━━ PROVIDED RECORDS

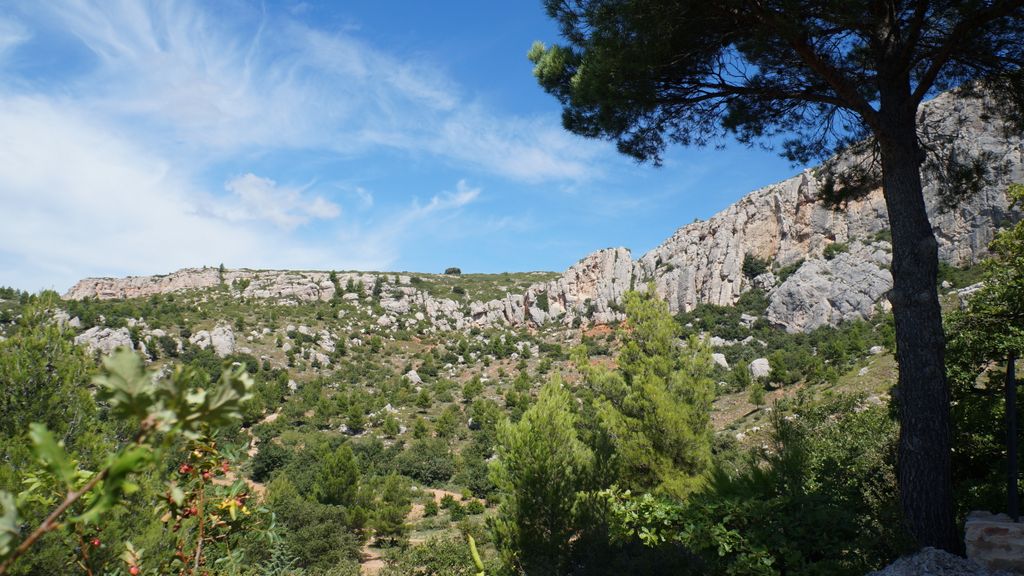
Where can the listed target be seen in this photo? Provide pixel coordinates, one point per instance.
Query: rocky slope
(700, 262)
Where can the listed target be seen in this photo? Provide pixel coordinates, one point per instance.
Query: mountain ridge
(701, 262)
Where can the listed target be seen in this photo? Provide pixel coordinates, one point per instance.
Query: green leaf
(51, 454)
(8, 523)
(115, 485)
(125, 384)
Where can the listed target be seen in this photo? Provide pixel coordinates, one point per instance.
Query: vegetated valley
(719, 406)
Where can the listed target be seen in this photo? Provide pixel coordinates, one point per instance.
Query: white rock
(760, 368)
(222, 340)
(104, 340)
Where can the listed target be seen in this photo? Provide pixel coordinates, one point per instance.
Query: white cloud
(12, 34)
(85, 201)
(276, 83)
(366, 197)
(256, 198)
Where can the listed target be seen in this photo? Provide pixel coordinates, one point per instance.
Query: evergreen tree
(339, 478)
(541, 466)
(822, 76)
(657, 413)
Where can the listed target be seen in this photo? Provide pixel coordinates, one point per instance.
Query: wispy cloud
(12, 33)
(118, 165)
(112, 206)
(275, 82)
(256, 198)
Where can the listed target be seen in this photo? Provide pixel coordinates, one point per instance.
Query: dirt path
(372, 562)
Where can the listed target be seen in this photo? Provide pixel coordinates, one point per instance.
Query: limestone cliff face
(700, 262)
(783, 222)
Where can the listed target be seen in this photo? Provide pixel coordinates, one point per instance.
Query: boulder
(931, 562)
(104, 340)
(760, 368)
(222, 340)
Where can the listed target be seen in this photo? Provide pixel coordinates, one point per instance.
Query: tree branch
(51, 521)
(960, 32)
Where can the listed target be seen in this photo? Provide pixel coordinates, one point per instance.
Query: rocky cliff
(700, 262)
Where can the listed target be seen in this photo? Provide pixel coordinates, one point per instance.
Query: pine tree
(541, 466)
(657, 413)
(338, 479)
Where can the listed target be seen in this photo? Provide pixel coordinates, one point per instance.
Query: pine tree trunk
(923, 394)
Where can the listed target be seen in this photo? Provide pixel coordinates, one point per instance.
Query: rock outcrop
(104, 340)
(700, 262)
(828, 291)
(221, 338)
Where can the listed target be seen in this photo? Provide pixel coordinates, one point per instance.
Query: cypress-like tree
(541, 466)
(659, 419)
(819, 76)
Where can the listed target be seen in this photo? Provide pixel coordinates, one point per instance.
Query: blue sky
(140, 137)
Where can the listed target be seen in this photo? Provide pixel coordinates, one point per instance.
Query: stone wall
(995, 541)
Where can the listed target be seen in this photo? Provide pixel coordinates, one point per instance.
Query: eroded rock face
(700, 262)
(826, 292)
(222, 340)
(760, 369)
(104, 340)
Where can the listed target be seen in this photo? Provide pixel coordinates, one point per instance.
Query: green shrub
(427, 460)
(542, 301)
(785, 272)
(755, 265)
(430, 508)
(474, 507)
(835, 249)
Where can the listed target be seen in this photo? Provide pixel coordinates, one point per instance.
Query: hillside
(702, 262)
(770, 316)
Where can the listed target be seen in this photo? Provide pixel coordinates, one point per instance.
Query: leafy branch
(180, 406)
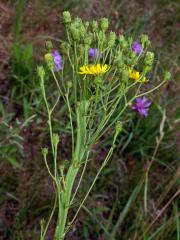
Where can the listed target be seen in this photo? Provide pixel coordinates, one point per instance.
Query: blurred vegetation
(130, 200)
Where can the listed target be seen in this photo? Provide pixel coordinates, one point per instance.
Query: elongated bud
(44, 151)
(118, 127)
(149, 58)
(167, 76)
(41, 72)
(49, 60)
(69, 84)
(112, 39)
(49, 46)
(81, 49)
(130, 40)
(94, 26)
(122, 41)
(55, 139)
(88, 39)
(104, 24)
(75, 33)
(145, 40)
(65, 48)
(66, 17)
(86, 25)
(125, 76)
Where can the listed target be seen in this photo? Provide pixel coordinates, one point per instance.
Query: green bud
(49, 46)
(66, 17)
(94, 26)
(104, 24)
(44, 152)
(41, 72)
(112, 39)
(167, 76)
(118, 127)
(149, 58)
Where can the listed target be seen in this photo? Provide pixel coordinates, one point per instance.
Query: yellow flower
(94, 69)
(135, 75)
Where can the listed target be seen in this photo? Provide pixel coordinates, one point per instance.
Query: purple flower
(136, 47)
(57, 60)
(94, 52)
(142, 105)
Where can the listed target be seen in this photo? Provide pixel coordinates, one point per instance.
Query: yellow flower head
(94, 69)
(135, 75)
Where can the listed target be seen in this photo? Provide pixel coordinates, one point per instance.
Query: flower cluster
(94, 69)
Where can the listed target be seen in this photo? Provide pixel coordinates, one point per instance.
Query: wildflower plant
(98, 76)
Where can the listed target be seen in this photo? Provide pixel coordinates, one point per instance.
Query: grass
(130, 200)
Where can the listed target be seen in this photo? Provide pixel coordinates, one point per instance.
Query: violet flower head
(136, 47)
(94, 52)
(142, 105)
(57, 60)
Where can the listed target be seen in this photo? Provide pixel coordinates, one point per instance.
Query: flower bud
(125, 76)
(44, 151)
(145, 40)
(75, 34)
(122, 41)
(167, 76)
(41, 72)
(55, 139)
(66, 17)
(104, 24)
(49, 46)
(118, 127)
(49, 60)
(86, 25)
(130, 40)
(69, 84)
(149, 58)
(88, 39)
(102, 36)
(94, 26)
(112, 39)
(64, 47)
(81, 49)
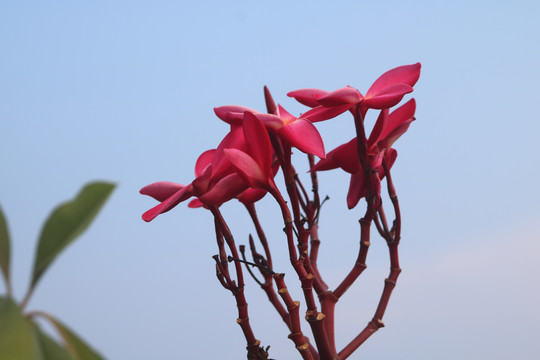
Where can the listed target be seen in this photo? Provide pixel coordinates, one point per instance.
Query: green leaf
(67, 222)
(78, 349)
(50, 349)
(17, 338)
(4, 250)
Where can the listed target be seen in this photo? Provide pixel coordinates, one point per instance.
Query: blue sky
(124, 91)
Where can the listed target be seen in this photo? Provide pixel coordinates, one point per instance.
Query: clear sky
(124, 91)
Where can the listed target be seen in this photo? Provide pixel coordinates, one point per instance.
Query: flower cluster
(244, 164)
(243, 167)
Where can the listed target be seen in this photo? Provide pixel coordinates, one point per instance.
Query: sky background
(124, 91)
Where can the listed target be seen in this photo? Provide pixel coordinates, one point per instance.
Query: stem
(376, 323)
(260, 232)
(302, 345)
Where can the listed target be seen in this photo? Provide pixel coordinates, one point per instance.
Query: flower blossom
(386, 92)
(387, 129)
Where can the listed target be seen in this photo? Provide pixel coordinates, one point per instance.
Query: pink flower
(254, 164)
(387, 129)
(386, 91)
(299, 133)
(216, 181)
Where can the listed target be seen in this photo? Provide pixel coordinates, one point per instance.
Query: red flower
(216, 181)
(386, 91)
(300, 133)
(387, 129)
(254, 164)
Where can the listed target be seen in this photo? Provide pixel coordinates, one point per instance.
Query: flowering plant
(244, 165)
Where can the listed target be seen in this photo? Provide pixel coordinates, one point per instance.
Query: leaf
(4, 250)
(50, 349)
(78, 349)
(17, 339)
(66, 222)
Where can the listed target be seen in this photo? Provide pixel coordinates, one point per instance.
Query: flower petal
(386, 97)
(195, 203)
(235, 140)
(321, 113)
(406, 74)
(247, 167)
(378, 128)
(224, 190)
(357, 189)
(285, 115)
(251, 195)
(307, 96)
(179, 196)
(398, 123)
(203, 161)
(232, 114)
(346, 156)
(161, 190)
(345, 95)
(258, 142)
(269, 100)
(303, 135)
(271, 121)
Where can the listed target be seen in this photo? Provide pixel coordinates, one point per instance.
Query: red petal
(285, 115)
(307, 96)
(179, 196)
(258, 142)
(161, 190)
(232, 114)
(346, 95)
(247, 167)
(406, 74)
(303, 135)
(224, 190)
(325, 164)
(346, 156)
(386, 97)
(357, 189)
(251, 196)
(378, 128)
(398, 123)
(235, 140)
(270, 104)
(321, 113)
(273, 122)
(203, 161)
(195, 203)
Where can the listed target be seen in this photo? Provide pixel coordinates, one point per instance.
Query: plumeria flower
(299, 133)
(387, 129)
(216, 180)
(386, 91)
(255, 164)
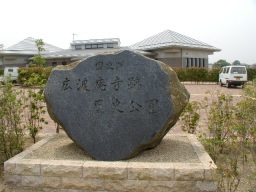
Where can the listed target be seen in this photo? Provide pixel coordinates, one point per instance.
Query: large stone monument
(115, 105)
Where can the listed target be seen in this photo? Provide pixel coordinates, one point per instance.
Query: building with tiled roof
(176, 50)
(168, 46)
(18, 55)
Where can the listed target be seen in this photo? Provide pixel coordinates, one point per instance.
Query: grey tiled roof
(28, 46)
(84, 53)
(170, 38)
(94, 41)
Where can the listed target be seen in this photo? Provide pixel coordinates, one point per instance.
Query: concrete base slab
(179, 163)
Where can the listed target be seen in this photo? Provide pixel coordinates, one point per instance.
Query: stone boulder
(115, 105)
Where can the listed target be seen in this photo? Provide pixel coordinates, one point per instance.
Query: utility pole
(74, 36)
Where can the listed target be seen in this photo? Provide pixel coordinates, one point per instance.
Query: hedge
(194, 74)
(197, 74)
(41, 72)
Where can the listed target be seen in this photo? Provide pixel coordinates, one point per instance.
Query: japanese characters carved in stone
(115, 105)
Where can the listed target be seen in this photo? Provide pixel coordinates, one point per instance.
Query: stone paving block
(61, 168)
(81, 183)
(150, 171)
(105, 170)
(189, 172)
(28, 167)
(32, 181)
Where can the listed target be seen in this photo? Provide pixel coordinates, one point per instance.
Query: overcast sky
(226, 24)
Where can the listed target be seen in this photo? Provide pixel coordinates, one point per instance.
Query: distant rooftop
(95, 41)
(170, 38)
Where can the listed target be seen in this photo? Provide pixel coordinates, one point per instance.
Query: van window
(238, 70)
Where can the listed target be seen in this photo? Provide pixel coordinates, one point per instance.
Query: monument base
(178, 163)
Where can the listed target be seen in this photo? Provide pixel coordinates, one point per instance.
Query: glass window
(110, 45)
(77, 47)
(88, 46)
(54, 63)
(94, 46)
(100, 45)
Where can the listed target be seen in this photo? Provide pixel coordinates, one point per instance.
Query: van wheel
(228, 85)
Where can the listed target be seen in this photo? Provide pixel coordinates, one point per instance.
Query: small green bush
(41, 73)
(11, 128)
(1, 71)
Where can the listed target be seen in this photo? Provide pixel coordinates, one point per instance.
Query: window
(54, 63)
(100, 46)
(94, 46)
(110, 45)
(77, 47)
(192, 62)
(88, 46)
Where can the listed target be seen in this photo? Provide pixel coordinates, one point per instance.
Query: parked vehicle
(11, 74)
(235, 75)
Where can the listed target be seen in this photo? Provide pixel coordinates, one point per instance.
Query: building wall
(55, 62)
(176, 57)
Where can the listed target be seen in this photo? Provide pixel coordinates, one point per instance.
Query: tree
(38, 59)
(236, 62)
(220, 63)
(40, 44)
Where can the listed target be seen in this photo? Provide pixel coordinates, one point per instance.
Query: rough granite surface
(115, 105)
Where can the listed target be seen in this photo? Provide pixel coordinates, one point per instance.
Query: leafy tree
(220, 63)
(236, 62)
(40, 44)
(38, 59)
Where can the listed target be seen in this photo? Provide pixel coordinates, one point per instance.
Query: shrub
(11, 129)
(230, 137)
(1, 71)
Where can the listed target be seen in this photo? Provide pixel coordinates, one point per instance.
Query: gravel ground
(197, 94)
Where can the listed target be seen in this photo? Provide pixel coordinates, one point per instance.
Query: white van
(233, 75)
(12, 72)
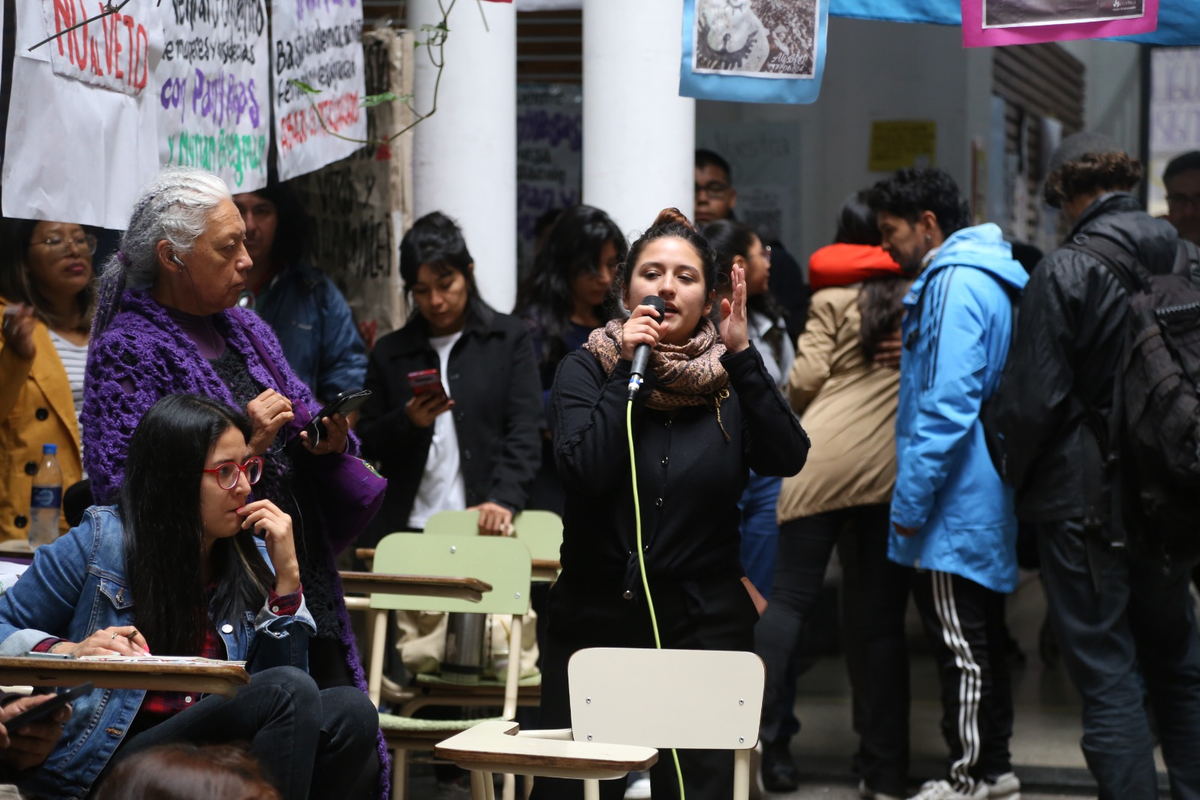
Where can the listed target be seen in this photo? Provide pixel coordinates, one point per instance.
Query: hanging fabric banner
(318, 43)
(759, 52)
(82, 121)
(214, 90)
(990, 23)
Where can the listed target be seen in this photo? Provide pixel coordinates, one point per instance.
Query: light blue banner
(1179, 20)
(772, 60)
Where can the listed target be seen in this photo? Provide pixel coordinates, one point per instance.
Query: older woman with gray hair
(166, 323)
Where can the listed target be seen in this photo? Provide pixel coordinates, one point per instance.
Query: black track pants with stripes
(965, 623)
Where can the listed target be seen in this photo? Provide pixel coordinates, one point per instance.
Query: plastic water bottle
(46, 499)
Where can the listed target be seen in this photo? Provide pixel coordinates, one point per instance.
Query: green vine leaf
(371, 101)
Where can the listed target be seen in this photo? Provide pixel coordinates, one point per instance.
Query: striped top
(75, 360)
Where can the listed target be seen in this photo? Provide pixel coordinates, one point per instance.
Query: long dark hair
(731, 239)
(573, 246)
(160, 506)
(437, 241)
(187, 771)
(880, 300)
(16, 238)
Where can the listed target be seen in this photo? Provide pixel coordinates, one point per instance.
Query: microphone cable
(641, 558)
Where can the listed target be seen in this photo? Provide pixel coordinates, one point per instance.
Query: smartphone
(345, 403)
(426, 382)
(46, 709)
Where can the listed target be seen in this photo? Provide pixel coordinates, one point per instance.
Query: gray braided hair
(174, 206)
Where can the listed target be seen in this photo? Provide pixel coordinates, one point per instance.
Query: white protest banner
(214, 89)
(319, 43)
(81, 146)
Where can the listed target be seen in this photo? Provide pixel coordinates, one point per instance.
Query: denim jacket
(76, 587)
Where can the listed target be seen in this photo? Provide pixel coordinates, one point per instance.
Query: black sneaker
(779, 771)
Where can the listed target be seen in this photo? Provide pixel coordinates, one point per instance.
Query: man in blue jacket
(952, 515)
(309, 314)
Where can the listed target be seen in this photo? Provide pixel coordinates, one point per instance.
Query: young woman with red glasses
(189, 564)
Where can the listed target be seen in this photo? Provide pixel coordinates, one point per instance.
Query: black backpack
(1151, 440)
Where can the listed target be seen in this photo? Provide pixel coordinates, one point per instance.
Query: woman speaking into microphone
(707, 413)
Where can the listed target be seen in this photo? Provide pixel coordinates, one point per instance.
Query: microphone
(642, 353)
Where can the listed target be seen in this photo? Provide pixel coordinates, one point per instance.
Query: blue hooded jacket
(946, 485)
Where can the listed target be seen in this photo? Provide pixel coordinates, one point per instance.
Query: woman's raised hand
(268, 413)
(275, 528)
(733, 313)
(18, 331)
(641, 328)
(114, 641)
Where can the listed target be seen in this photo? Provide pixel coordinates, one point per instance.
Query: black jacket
(1069, 338)
(497, 413)
(689, 477)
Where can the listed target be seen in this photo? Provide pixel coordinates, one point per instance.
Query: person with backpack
(952, 517)
(1093, 473)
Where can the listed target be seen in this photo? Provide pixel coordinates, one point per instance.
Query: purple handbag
(346, 491)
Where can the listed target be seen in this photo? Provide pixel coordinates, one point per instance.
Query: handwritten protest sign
(81, 138)
(213, 89)
(112, 52)
(319, 43)
(360, 205)
(550, 156)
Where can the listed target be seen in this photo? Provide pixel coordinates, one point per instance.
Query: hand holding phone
(429, 398)
(46, 708)
(343, 404)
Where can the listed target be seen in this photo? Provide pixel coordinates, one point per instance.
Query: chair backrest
(503, 563)
(687, 699)
(540, 530)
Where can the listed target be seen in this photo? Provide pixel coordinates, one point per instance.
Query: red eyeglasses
(227, 473)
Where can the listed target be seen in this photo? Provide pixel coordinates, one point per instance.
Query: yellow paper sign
(901, 143)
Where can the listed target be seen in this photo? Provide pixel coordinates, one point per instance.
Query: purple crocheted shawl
(144, 355)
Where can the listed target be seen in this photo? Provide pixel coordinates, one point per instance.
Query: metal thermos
(463, 661)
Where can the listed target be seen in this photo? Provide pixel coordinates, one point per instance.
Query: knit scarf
(688, 374)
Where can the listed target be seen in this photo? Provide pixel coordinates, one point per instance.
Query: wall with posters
(550, 157)
(1174, 114)
(361, 205)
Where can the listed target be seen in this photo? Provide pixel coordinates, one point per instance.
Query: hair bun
(673, 216)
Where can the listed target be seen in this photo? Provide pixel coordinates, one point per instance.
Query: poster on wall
(82, 133)
(989, 23)
(318, 43)
(214, 90)
(766, 162)
(1174, 114)
(757, 50)
(550, 157)
(353, 204)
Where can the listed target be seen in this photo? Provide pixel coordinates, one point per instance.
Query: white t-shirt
(442, 487)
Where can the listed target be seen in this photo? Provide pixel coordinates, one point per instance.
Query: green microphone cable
(641, 558)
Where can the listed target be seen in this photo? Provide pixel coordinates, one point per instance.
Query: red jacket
(838, 265)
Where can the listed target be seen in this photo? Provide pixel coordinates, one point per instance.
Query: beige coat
(849, 408)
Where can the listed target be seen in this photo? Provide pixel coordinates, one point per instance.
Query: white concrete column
(639, 133)
(465, 157)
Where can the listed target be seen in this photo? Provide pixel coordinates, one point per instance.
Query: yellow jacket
(36, 408)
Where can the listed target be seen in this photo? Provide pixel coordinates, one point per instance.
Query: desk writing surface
(151, 674)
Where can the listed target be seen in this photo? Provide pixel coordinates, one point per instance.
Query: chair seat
(395, 723)
(496, 746)
(486, 684)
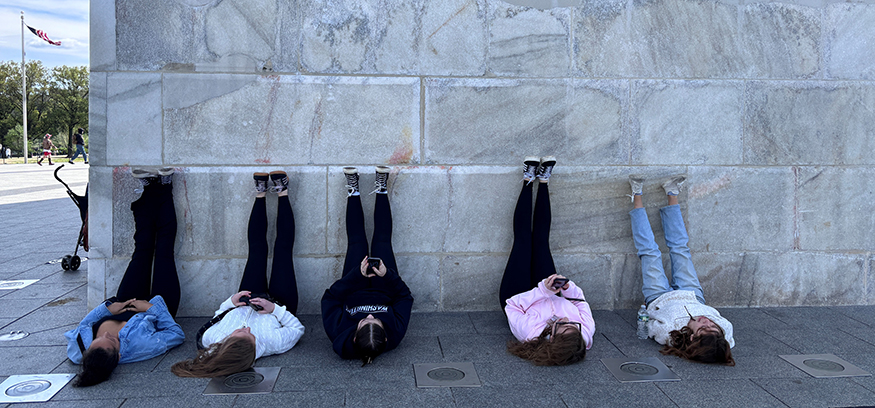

━━━━

• [EXERCISE OBJECTIVE] Every line from the one containing "Query: white t-shirt" through the last line of the records is to be reproduced exactly, with pictures left out and nothing else given.

• [YOUR SOLUTION]
Query: white t-shirt
(442, 487)
Where can the listed target be seen in this photo? Provide pixel coordinates, one point per instance.
Query: green microphone cable
(641, 558)
Where can the listed target be seen in this photo? Provide pixel coordinates, one point per instance.
Query: red jacket
(838, 265)
Where can the listed target be seen in this photo? Provide pixel coordinates, one point per instance.
Query: beige coat
(849, 408)
Where can the listed target be seen in this photo? Provide pixel coordinates, one point per instance.
Query: white concrete column
(639, 133)
(465, 157)
Where can the listed target be seen in this photo? Provide pixel coordinates, one point per instance.
Query: yellow jacket
(36, 408)
Where can the listed target be seen in this photo? Provide pixel coordinates, one point per instance.
Query: desk writing surface
(151, 674)
Where can the listed target be seen in this photo? Provide pixel coordinates, one point per instance.
Query: chair seat
(395, 723)
(496, 746)
(486, 684)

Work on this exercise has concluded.